Type inference for Haskell, part 12

Posted on January 12, 2019

This is part 12 of the series on type inference for Haskell.

This post will take a look at how to deal with functions (or variables) where the user declared a type. Bindings with a type siguature are called “explicitly typed” bindings. As seen in the previous post, it is sometimes necessary to declare a type in order to get the type you want for a recursive function.

Declaring a type can also be used to restrict the type of a binding to be a less general type than what type inference would have picked. A programmer might find that ability useful for documenting the indent of a function or to help catch bugs. For example, type inference would have picked the type [a] -> [a] for this function:

dupString :: String -> String
dupString s = s ++ s

(THIH Section 11.6.1, Explicitly Typed Bindings)

There are a few issues to consider when dealing with explicitly typed bindings. For instance, what if a user declares the wrong type? If the given type is one that the binding cannot possibly have, that should result in a type error. This means that there needs to be some code to check if the type given by the user actually makes sense.
○ ○ ○ ○ ○
## INSTRUCTION A:
In the Haskell type inference post, rewrite everything from "(THIH Section 11.6.1, Explicitly" down to "actually makes sense.", putting "compile error" in place of "type error".
## INSTRUCTION B:
Translate this sentence from the Haskell type inference post into Spanish: "Declaring a type can also be used to restrict the type of a binding to be a less general type than what type inference would have picked."

## SOURCE EXCERPT:
○ ○ ○ ○ ○
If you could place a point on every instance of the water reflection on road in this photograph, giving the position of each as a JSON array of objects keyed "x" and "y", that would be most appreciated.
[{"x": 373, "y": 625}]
○ ○ ○ ○ ○
## RESPONSE A:
(THIH Section 11.6.1, Explicitly Typed Bindings)

There are a few issues to consider when dealing with explicitly typed bindings. For instance, what if a user declares the wrong type? If the given type is one that the binding cannot possibly have, that should result in a compile error. This means that there needs to be some code to check if the type given by the user actually makes sense.

## RESPONSE B:
Declarar un tipo también puede servir para restringir el tipo de un enlace a un tipo menos general que el que habría elegido la inferencia de tipos.